Problem to solve. Tally the lines in the items below that contain the string "Query", treating uppercase and lowercase letters as different. Reply with the number alone.

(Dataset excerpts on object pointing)

======

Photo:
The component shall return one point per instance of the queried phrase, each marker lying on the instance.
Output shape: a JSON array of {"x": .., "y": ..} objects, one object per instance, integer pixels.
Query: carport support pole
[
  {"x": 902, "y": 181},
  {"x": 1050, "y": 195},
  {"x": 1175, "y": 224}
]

======

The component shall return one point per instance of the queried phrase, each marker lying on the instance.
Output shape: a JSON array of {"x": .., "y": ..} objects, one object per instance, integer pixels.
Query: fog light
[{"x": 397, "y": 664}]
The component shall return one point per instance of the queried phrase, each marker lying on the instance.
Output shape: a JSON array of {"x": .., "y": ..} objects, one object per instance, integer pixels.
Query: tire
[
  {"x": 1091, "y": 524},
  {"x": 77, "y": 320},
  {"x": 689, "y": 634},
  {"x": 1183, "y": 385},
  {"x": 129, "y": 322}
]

======

The reply. 3